___ Document passage ___
Ron Wallace is renowned in the world of giant pumpkin growing as the first man to break the 2,000-pound barrier, after he grew a 2,009-pound pumpkin in 2012. This month, he broke the North American record with a 2,230-pound (911-kilogram) pumpkin, the largest grown worldwide this year and the second-largest ever grown in the world. The pumpkin will be on display in the New York Botanical Garden through Nov. 1.
Here are some tips from Wallace on how to grow a giant pumpkin:
Wallace recommends that anyone who's interested in growing giant pumpkins should check out www.bigpumpkins.com , a website for growers to ask questions and swap ideas. There's also the 1993 book "How-To-Grow World Class Giant Pumpkins," by Don Langevin, once considered the bible for pumpkin growers, and how many pumpkin growers today got their start.
In the Ground
To get a really big pumpkin, there's no substitute for hard work. The plants need to be checked and tended to at least daily. They need fertilizer, lots of water, pruning, and to be checked for disease, rot and other issues. Wallace spends so much time growing and swapping tips with people that this year he developed his own line of products called Wallace's Organic Wonder. The product includes, among other things, mycorrhizal fungi, a superfungus that helps get water and nutrients into the plant.
___ Data section ___
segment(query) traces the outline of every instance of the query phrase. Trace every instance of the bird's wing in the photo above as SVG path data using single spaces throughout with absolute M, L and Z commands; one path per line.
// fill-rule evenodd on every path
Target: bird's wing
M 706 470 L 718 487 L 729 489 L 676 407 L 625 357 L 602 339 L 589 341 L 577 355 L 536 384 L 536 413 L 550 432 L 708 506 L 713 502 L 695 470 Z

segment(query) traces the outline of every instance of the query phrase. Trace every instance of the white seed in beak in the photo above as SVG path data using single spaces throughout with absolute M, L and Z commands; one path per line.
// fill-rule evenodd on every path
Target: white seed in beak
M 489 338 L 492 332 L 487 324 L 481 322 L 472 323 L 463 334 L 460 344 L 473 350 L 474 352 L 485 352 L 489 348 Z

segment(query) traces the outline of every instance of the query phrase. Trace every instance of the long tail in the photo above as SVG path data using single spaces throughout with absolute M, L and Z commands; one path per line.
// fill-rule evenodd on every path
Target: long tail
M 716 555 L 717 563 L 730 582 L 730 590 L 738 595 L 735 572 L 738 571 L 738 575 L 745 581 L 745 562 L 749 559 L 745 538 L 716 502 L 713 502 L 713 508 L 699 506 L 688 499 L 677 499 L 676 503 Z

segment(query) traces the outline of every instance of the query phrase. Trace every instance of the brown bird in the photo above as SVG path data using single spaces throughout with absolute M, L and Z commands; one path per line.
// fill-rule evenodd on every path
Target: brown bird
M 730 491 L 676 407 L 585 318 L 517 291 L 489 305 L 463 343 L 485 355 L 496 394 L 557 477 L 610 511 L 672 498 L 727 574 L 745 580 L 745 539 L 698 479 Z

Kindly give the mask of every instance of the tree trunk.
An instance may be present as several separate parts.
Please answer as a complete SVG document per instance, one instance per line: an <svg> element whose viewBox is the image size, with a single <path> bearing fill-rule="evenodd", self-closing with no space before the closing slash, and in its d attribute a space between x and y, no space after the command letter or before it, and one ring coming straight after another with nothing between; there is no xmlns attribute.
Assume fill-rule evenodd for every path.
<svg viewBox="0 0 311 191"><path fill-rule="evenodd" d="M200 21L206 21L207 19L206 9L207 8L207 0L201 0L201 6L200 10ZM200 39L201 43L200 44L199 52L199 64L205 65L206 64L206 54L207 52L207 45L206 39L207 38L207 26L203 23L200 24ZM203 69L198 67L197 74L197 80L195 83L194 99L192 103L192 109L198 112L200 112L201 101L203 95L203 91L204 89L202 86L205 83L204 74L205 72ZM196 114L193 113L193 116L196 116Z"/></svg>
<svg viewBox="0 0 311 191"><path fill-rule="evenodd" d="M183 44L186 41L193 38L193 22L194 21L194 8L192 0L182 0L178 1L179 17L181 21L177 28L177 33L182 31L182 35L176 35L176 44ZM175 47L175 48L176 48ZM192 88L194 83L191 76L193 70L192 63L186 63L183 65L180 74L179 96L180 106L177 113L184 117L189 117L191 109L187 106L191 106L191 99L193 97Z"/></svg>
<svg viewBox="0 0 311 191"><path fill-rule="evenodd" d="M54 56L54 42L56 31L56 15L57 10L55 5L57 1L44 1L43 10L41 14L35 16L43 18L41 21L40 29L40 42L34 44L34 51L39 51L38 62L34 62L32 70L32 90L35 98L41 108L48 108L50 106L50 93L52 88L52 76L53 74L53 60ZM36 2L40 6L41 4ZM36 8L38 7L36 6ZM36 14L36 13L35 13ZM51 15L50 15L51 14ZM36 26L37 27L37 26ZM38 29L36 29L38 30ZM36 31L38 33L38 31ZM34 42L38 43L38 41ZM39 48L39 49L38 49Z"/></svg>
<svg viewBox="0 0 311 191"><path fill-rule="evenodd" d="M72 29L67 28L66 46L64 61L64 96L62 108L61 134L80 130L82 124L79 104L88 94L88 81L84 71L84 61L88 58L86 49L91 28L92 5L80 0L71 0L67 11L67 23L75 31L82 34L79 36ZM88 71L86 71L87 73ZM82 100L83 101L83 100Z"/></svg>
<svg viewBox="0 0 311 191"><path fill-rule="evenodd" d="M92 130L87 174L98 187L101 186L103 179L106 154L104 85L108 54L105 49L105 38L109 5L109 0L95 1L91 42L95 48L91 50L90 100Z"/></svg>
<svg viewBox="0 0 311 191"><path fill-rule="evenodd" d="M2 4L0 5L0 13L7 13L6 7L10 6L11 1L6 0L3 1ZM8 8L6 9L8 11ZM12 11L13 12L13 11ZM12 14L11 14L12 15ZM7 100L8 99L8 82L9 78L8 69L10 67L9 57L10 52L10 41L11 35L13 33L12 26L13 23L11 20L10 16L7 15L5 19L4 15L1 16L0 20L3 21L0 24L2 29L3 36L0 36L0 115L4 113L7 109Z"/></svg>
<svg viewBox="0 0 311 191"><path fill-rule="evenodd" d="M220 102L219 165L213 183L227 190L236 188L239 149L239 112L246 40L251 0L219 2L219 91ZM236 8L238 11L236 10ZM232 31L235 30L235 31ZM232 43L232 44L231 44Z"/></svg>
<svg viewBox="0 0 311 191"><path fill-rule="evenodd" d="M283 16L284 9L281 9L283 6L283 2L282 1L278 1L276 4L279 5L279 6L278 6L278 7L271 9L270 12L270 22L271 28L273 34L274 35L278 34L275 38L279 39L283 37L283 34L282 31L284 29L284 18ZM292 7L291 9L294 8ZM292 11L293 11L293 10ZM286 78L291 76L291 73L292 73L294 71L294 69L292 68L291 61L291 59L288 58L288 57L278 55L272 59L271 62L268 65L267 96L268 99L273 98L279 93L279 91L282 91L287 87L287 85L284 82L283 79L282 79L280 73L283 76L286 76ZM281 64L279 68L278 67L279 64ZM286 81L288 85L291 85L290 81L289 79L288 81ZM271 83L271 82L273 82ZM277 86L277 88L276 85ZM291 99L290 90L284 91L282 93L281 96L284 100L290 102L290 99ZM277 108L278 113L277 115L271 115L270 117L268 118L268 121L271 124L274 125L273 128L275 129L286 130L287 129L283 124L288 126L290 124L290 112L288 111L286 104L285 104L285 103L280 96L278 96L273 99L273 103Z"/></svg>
___
Exercise A
In the giant pumpkin passage, until what date will Wallace's 2,230-pound pumpkin be on display at the New York Botanical Garden?
Exercise B
Decide whether each statement agrees with the giant pumpkin passage, and support each yes or no with the deciding words from the passage, quoted exactly.
(i) Wallace's 2012 pumpkin weighed 2,009 pounds.
(ii) Wallace's 2,230-pound pumpkin is the largest ever grown in the world.
(iii) Wallace's Organic Wonder contains mycorrhizal fungi.
Exercise C
Write the next part of the giant pumpkin passage, picking up after its final sentence.

Answer box A
Through Nov. 1.

Answer box B
(i) Yes: "after he grew a 2,009-pound pumpkin in 2012"
(ii) No: "the second-largest ever grown in the world"
(iii) Yes: "The product includes, among other things, mycorrhizal fungi"

Answer box C
"Pumpkins always tell you when it's time to get weighed," Wallace says. Often, it's just that a disease has started to creep in, and it's time to go for it.
Wallace has developed several strategies to keep his pumpkins' weight up. He waits to cut the vine until the last possible moment, and cuts it long enough so it can be kept in water. He'll cover the gourds with damp sheets to prevent evaporation.
Wallace sees practical uses for what he and other growers have learned as the hobby has developed. He says medical marijuana growers have already approached him because they're interested in maximizing yields, and that what they have developed has even broader applications.
"I really feel that giant pumpkin growers are shaping how the world grows produce," Wallace says. "We are doing a lot for farming."